— Begin —

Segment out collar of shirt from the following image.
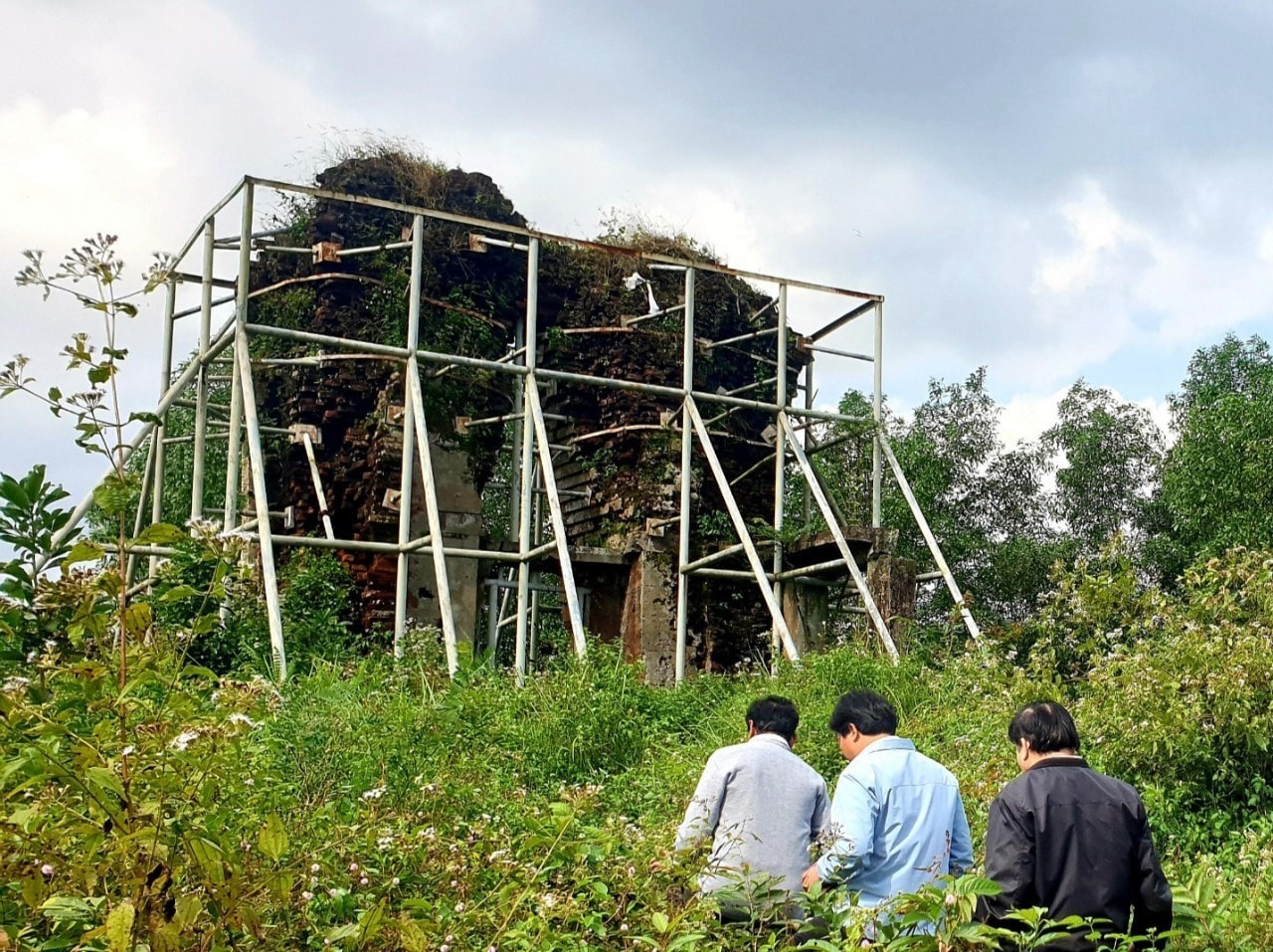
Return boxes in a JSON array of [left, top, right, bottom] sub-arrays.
[[747, 733, 791, 750], [1026, 753, 1087, 770], [858, 734, 915, 757]]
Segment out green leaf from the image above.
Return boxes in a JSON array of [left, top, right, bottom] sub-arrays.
[[188, 837, 226, 885], [40, 896, 96, 923], [92, 476, 130, 515], [132, 522, 190, 546], [84, 767, 124, 801], [105, 900, 137, 952], [155, 586, 203, 602], [356, 898, 388, 947], [256, 814, 287, 862], [123, 602, 154, 635], [172, 896, 204, 929], [63, 538, 105, 569]]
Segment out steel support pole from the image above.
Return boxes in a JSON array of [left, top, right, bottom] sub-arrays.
[[769, 284, 787, 674], [300, 433, 336, 538], [800, 354, 814, 525], [190, 219, 217, 519], [222, 342, 243, 532], [124, 434, 155, 586], [227, 182, 287, 680], [681, 397, 800, 661], [877, 432, 982, 642], [779, 414, 897, 665], [871, 300, 883, 528], [676, 268, 695, 683], [486, 586, 500, 666], [406, 369, 459, 677], [508, 322, 526, 532], [151, 278, 177, 579], [514, 238, 540, 683], [394, 215, 422, 658], [527, 387, 588, 658], [36, 319, 235, 571]]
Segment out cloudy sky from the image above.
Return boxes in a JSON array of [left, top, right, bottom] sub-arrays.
[[0, 0, 1273, 506]]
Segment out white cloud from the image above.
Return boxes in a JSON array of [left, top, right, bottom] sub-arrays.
[[1032, 179, 1150, 295]]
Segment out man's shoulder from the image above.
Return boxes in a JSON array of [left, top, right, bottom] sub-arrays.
[[1000, 757, 1141, 805]]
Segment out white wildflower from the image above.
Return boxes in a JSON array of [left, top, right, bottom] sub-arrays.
[[168, 730, 199, 751]]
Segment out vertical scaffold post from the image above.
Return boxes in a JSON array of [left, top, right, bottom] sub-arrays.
[[222, 348, 243, 532], [406, 361, 459, 677], [151, 278, 177, 578], [676, 268, 695, 683], [769, 284, 787, 674], [514, 238, 540, 684], [527, 379, 588, 658], [801, 350, 814, 525], [227, 179, 287, 680], [871, 300, 883, 528], [190, 218, 217, 519], [685, 396, 800, 662], [394, 215, 422, 658]]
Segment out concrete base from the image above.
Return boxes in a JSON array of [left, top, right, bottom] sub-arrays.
[[620, 552, 676, 684]]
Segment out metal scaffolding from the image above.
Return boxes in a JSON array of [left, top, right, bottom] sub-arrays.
[[42, 177, 979, 682]]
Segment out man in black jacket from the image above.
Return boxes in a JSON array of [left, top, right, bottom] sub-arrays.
[[979, 701, 1172, 952]]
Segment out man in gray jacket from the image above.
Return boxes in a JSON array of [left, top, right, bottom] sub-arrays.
[[676, 696, 828, 919]]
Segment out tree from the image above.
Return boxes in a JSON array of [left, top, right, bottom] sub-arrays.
[[1041, 379, 1164, 550], [1163, 334, 1273, 568], [818, 368, 1068, 623]]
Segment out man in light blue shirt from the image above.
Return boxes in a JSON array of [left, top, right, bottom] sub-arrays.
[[676, 696, 830, 919], [802, 691, 973, 909]]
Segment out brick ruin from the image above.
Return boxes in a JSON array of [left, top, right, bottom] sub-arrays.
[[251, 154, 914, 682]]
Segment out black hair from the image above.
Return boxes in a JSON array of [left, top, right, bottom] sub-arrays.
[[747, 693, 800, 743], [831, 691, 897, 737], [1008, 701, 1078, 753]]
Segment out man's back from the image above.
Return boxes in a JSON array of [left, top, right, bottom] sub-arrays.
[[986, 756, 1172, 952], [676, 733, 827, 893], [818, 737, 973, 906]]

— End —

# TO BE DONE
Reproduce all of the rows above verbatim, but leave the pictures out.

# RESPONSE TO THIS EXERCISE
Segment out collar of shirt from the following image.
Return boxes in a JSON array of [left, top, right, bottom] sub-arrays.
[[747, 733, 791, 750], [1026, 753, 1087, 770], [858, 734, 915, 757]]
Segment out green leaf from the image above.
Return boxes in a JSON array of [left, top, right, bottom] sub-arrays.
[[188, 837, 226, 885], [40, 896, 96, 923], [92, 476, 130, 515], [132, 522, 190, 546], [84, 767, 124, 801], [105, 900, 137, 952], [155, 586, 203, 602], [356, 898, 388, 947], [256, 814, 287, 862], [123, 602, 154, 635], [172, 896, 204, 929], [63, 538, 105, 569]]
Segment out steel support pole from the image above.
Return boxes in a JSON array of [left, top, right, bottom] sub-arrays.
[[769, 284, 787, 674], [300, 433, 336, 538], [800, 354, 814, 525], [190, 219, 217, 519], [222, 342, 243, 532], [124, 434, 155, 586], [227, 182, 287, 680], [681, 397, 800, 661], [877, 432, 982, 642], [779, 414, 897, 665], [871, 300, 883, 528], [676, 268, 695, 683], [486, 586, 500, 666], [406, 369, 459, 677], [508, 322, 526, 532], [151, 278, 177, 579], [514, 238, 540, 683], [394, 215, 422, 658], [527, 387, 588, 658], [36, 319, 235, 571]]
Segment out cloudy sky from the image above.
Return boxes in a JSON array of [left, top, right, bottom] sub-arrays.
[[0, 0, 1273, 506]]
Segment out white cloud from the image above.
Return boxes in a JSON array of [left, top, right, bottom] sub-arrays.
[[1032, 179, 1150, 295]]
Segment out man's shoulder from the image above.
Return boxes in a JSON array of [left, top, right, bottom] sub-arrays.
[[1000, 757, 1141, 805]]
Segment out white wildflower from the image above.
Return boxes in a JSON array of [left, top, right, bottom] sub-arrays.
[[168, 730, 199, 751]]
Segment out vertical scaffold post from the image above.
Return boxes in a JSON array of [left, top, right, bottom] sub-arrays.
[[222, 348, 243, 532], [406, 361, 459, 677], [151, 278, 177, 578], [676, 268, 695, 683], [769, 284, 787, 674], [514, 238, 540, 684], [527, 379, 588, 658], [801, 350, 814, 525], [227, 179, 287, 680], [871, 300, 883, 528], [190, 218, 217, 519], [685, 396, 800, 662], [394, 215, 422, 658]]
Segment out concrete base from the image above.
Return boxes in a JSON array of [left, top, right, bottom] sub-arrays.
[[620, 552, 676, 684]]
Segment out metal scaffolding from the image above.
Return boxes in a JSON array of [left, top, right, bottom] sub-arrays.
[[42, 177, 979, 682]]
Segment out man in black jacket from the image above.
Return boxes in a JSON array of [left, top, right, bottom] sub-arrays.
[[979, 701, 1172, 952]]
Segment out man in gray jacket from the image above.
Return boxes in a JSON array of [left, top, right, bottom] sub-arrays.
[[676, 696, 828, 919]]
Segment out tree from the image above.
Return boxes in a JSON array of [left, top, right, bottom] sub-arrays.
[[1041, 379, 1164, 550], [1163, 334, 1273, 568], [818, 368, 1068, 623]]
Segment out man in light blue shirt from the image above.
Return boxes in a JSON array of [left, top, right, bottom] sub-arrays.
[[676, 696, 830, 919], [802, 691, 973, 909]]
Segment out brick ruin from the image above.
Return boxes in a JSON array of [left, top, right, bottom] sub-arrays.
[[251, 154, 914, 682]]
Segment out black hair from the image above.
Return boxes in a JSON array of [left, top, right, bottom] sub-arrays.
[[747, 693, 800, 743], [831, 691, 897, 737], [1008, 701, 1078, 753]]
Segment out man's back from the image above.
Return boxes in a JSON array of [left, top, right, bottom] sub-arrays.
[[986, 756, 1172, 952], [676, 733, 827, 893], [818, 737, 973, 906]]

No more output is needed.